Starting at the line that contains "of the front", please transcribe every line through the end of the entries, exactly and with no pictures.

**DATA SHOWN:**
──────

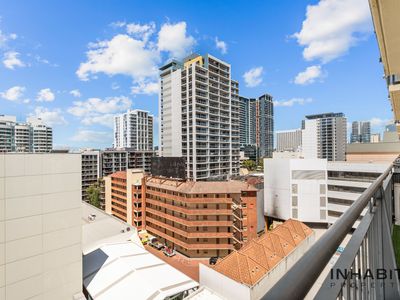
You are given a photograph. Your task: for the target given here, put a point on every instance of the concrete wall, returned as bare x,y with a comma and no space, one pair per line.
40,226
279,193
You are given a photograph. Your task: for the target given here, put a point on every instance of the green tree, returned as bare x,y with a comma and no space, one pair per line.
250,165
93,194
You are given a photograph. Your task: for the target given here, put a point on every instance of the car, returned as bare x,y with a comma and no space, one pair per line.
156,244
169,252
213,260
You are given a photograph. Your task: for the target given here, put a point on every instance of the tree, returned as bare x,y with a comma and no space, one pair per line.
249,165
93,194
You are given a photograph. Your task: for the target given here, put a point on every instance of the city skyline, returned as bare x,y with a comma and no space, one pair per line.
78,91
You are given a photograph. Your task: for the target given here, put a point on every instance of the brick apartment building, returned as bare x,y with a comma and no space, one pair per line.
198,219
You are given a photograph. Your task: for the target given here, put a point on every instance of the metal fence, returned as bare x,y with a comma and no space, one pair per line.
366,269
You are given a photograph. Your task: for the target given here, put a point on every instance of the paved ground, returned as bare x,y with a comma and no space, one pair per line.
188,266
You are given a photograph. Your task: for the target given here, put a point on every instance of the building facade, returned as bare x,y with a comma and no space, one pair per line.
31,136
134,129
289,140
324,136
124,196
113,160
199,116
41,229
360,132
257,124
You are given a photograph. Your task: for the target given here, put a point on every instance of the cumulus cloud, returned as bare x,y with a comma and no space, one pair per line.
146,88
253,77
75,93
309,75
120,55
50,117
14,93
174,39
45,95
221,46
11,60
331,27
293,101
99,111
88,136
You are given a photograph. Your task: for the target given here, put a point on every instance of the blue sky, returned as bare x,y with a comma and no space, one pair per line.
76,63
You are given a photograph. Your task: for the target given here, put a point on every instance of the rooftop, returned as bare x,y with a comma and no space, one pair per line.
261,255
200,187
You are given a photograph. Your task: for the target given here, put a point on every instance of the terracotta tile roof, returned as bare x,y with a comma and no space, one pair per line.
200,187
260,255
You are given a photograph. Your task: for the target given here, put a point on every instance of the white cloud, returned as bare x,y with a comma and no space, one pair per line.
173,38
253,77
120,55
148,88
11,60
221,45
309,75
45,95
98,111
293,101
378,122
142,32
75,93
49,117
89,136
13,94
331,27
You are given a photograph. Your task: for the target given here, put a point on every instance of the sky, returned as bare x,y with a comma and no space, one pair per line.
75,63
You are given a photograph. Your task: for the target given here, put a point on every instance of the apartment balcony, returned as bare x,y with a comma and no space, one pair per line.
369,250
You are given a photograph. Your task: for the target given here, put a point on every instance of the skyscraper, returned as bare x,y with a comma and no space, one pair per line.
134,129
199,116
257,124
31,136
324,136
288,140
361,132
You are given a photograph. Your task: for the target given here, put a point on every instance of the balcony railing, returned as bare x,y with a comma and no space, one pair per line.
357,274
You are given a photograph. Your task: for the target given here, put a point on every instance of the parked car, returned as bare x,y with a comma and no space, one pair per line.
169,252
213,260
155,243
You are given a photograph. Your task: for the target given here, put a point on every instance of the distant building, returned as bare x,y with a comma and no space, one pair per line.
324,136
124,198
41,231
297,189
385,151
288,140
32,136
199,116
134,130
113,160
375,138
257,124
249,273
361,132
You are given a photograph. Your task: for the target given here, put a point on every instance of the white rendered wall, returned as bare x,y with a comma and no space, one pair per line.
278,190
40,226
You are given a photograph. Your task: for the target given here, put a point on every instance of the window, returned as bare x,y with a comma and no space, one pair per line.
294,188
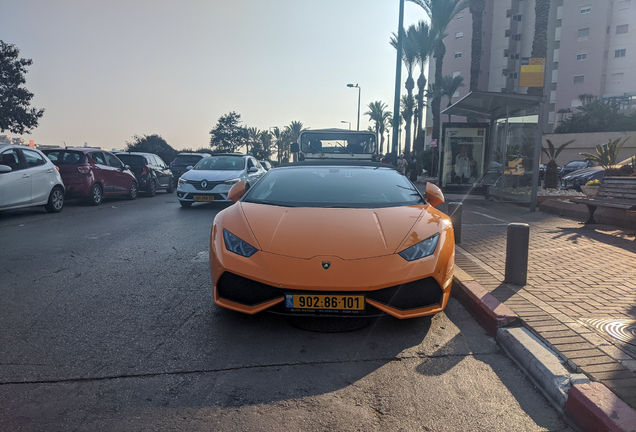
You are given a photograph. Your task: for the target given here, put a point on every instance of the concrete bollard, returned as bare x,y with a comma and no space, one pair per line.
517,245
455,212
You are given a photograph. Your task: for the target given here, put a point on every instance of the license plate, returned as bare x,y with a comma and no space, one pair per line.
325,302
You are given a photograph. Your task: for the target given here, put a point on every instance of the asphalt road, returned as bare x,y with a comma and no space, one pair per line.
107,322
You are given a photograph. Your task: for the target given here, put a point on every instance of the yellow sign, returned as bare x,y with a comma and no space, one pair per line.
532,72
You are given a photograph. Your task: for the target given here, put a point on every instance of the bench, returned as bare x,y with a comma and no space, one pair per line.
614,192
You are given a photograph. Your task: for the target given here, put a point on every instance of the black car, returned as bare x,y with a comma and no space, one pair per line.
151,172
572,166
181,163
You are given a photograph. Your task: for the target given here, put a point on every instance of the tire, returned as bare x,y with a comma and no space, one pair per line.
56,200
96,196
132,192
152,188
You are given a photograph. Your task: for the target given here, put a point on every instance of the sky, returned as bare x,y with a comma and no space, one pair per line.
105,71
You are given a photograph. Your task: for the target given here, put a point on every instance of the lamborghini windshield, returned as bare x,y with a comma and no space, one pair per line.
334,186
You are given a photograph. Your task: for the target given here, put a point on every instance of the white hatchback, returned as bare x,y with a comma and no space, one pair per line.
28,178
213,176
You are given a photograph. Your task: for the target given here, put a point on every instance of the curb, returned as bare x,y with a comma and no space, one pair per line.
591,406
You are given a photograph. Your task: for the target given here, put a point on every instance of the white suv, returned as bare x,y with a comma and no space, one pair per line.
213,176
28,178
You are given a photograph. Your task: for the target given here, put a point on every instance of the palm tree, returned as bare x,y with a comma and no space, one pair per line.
551,171
425,42
440,12
540,41
606,154
449,86
377,113
476,8
409,57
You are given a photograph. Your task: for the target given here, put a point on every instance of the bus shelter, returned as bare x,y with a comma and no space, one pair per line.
500,152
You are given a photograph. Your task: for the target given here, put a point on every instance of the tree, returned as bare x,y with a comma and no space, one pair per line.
476,8
551,171
450,85
379,116
16,114
409,57
540,40
425,42
228,135
440,12
152,144
606,154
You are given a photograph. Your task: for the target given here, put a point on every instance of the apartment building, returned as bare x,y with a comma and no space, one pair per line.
591,50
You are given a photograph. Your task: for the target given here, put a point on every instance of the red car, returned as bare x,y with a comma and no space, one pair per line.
93,173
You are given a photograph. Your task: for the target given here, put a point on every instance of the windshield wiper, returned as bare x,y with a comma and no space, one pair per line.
348,151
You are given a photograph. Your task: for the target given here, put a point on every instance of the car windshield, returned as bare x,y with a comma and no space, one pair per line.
65,157
221,163
346,187
132,160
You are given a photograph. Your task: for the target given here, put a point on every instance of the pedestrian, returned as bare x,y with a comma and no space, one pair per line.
402,164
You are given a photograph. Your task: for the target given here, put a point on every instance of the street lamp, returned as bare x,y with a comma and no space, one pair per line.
358,87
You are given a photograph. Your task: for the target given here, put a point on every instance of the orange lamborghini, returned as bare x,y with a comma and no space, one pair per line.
333,238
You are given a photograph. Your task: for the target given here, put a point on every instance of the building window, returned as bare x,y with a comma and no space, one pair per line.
584,33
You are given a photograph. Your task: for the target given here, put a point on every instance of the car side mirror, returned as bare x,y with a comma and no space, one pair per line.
433,195
237,191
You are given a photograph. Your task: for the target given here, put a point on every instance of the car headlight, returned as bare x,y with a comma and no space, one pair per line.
238,246
421,250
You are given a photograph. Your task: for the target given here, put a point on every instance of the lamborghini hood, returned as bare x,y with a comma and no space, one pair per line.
345,233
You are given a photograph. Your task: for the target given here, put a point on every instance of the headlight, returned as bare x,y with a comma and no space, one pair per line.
238,246
421,250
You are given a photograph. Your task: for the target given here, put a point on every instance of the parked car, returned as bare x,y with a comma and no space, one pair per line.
151,171
93,173
266,165
572,166
213,176
181,163
28,178
334,239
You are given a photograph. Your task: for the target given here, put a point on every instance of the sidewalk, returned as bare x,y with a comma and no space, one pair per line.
580,298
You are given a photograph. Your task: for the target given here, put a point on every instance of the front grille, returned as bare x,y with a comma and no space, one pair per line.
245,291
210,185
413,295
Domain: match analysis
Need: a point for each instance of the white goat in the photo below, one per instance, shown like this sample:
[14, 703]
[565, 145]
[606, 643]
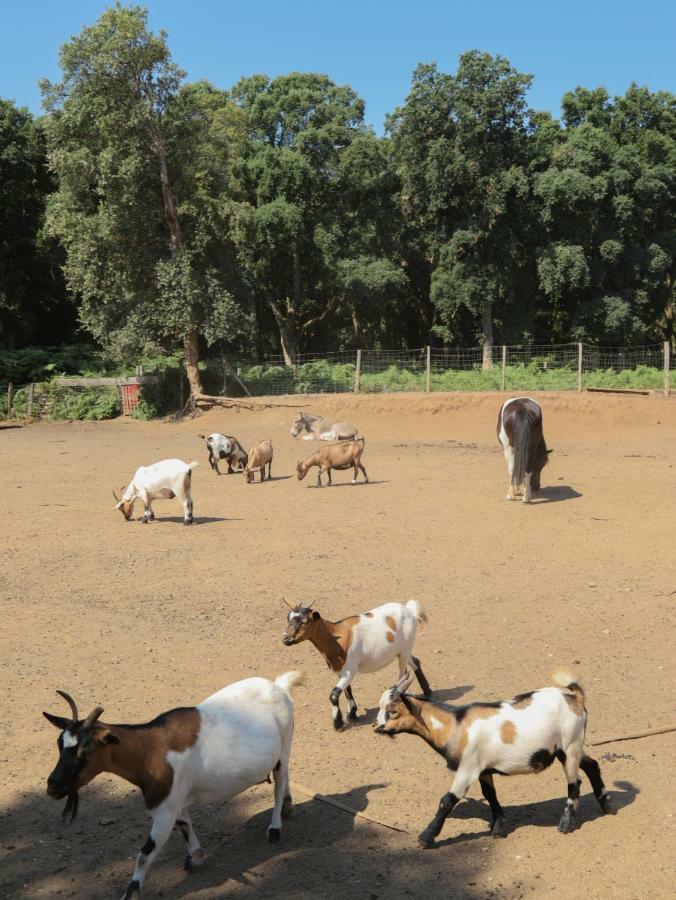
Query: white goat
[510, 737]
[362, 643]
[161, 481]
[195, 754]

──────

**YOUR RESPONSE:**
You are given a photograph. Your task: for the target given here, put a point on every instance of the front grille, returned as bare x,y with a comma and no space, one pair per line.
245,291
210,185
413,295
Domain: match analysis
Need: a point for each instance of the white goat in the photo below, one per instance, shown like this sample:
[14, 703]
[565, 145]
[606, 643]
Query: white goat
[510, 737]
[362, 643]
[161, 481]
[195, 754]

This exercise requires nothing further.